* [SOURCE RECORDS]:

##########

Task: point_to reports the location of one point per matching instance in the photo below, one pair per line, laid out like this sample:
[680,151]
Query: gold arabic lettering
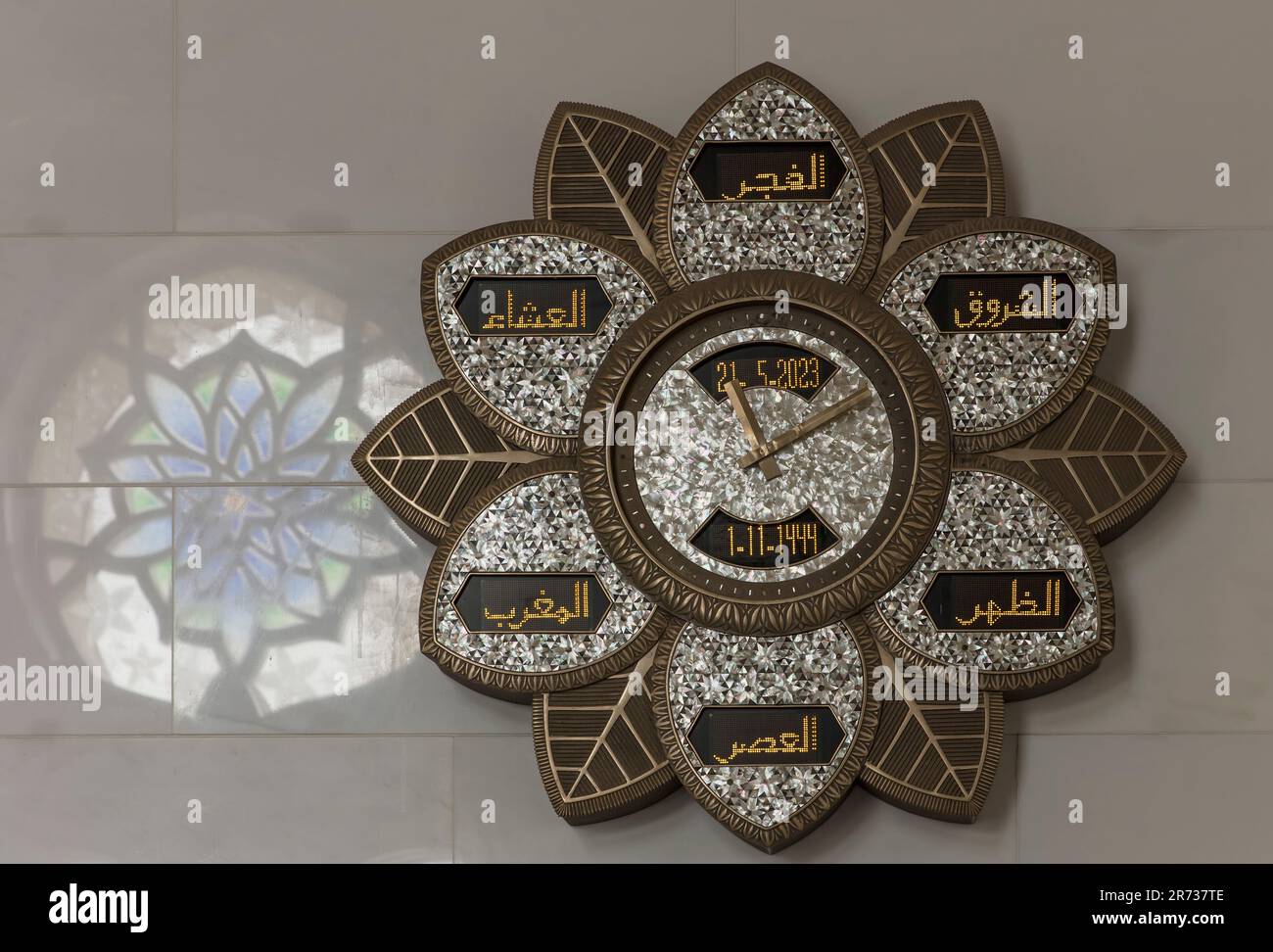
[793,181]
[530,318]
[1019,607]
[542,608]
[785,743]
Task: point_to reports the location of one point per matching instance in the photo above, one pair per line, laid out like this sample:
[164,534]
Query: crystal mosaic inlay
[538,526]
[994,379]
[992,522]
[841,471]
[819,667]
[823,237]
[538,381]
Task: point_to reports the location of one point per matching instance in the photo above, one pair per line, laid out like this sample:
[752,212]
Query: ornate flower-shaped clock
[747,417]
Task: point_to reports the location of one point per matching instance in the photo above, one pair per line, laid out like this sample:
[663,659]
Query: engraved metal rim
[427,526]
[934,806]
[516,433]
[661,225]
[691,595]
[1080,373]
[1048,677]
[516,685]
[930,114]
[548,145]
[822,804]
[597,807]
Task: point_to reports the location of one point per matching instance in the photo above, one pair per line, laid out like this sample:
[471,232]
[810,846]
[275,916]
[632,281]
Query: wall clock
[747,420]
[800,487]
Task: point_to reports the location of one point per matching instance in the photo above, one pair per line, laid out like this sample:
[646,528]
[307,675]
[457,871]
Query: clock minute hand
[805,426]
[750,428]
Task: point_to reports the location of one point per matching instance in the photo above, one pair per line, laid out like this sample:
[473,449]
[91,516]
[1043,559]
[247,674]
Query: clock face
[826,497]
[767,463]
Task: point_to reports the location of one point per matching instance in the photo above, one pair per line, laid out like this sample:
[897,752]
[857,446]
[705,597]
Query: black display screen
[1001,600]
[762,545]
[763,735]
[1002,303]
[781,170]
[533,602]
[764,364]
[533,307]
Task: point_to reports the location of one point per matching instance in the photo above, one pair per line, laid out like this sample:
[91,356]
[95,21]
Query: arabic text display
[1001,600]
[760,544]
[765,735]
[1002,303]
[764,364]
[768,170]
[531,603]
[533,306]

##########

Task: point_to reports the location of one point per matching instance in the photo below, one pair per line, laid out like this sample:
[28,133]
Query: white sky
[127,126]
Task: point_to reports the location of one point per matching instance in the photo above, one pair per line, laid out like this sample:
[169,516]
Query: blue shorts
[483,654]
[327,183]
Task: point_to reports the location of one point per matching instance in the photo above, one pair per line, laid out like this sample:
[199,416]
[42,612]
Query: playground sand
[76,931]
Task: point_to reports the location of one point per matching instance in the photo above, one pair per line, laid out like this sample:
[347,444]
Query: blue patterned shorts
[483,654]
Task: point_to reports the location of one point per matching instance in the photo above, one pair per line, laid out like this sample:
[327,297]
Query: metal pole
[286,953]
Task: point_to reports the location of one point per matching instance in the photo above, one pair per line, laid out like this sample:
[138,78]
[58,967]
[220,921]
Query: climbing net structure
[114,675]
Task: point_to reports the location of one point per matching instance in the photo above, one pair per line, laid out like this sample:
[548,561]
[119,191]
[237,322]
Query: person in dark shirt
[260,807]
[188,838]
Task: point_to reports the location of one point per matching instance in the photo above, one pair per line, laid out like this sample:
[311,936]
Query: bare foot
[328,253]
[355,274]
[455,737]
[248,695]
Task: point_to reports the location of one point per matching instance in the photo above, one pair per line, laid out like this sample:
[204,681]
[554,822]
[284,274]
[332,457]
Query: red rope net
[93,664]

##########

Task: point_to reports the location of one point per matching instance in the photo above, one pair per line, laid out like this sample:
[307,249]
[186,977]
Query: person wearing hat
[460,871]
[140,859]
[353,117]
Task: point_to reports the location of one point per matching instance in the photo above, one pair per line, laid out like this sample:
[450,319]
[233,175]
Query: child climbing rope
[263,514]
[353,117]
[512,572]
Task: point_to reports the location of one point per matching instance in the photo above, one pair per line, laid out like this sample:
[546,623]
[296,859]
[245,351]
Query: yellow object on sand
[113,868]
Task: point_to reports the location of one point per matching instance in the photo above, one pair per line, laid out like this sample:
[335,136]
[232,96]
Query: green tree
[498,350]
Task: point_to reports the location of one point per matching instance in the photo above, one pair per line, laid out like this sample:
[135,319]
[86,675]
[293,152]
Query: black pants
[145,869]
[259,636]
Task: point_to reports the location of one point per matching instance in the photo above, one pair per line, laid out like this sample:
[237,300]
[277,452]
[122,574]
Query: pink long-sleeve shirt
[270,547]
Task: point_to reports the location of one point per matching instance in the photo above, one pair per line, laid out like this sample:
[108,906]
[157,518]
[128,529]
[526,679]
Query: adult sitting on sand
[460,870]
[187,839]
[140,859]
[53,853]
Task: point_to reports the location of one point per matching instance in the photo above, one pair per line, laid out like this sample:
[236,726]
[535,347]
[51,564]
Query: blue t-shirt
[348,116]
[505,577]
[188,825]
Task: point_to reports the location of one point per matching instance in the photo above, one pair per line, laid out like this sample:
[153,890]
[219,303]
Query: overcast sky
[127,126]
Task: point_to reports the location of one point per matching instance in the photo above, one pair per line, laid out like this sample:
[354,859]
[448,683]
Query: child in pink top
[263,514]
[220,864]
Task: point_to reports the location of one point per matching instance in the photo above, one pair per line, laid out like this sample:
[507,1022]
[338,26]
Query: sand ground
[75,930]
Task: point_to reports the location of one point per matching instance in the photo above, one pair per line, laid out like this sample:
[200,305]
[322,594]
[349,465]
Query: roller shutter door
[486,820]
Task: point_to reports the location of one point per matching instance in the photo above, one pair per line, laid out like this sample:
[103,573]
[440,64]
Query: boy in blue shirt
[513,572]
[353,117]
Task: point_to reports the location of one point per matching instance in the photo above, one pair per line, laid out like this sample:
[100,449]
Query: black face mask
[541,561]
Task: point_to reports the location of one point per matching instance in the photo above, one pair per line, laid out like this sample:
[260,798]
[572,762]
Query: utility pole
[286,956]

##########

* [CHALLENGE]:
Show each line above that contains the word "black", copying every one of them in full.

* [CORRECT RESULT]:
Query: black display screen
Query: black pants
Query: black face mask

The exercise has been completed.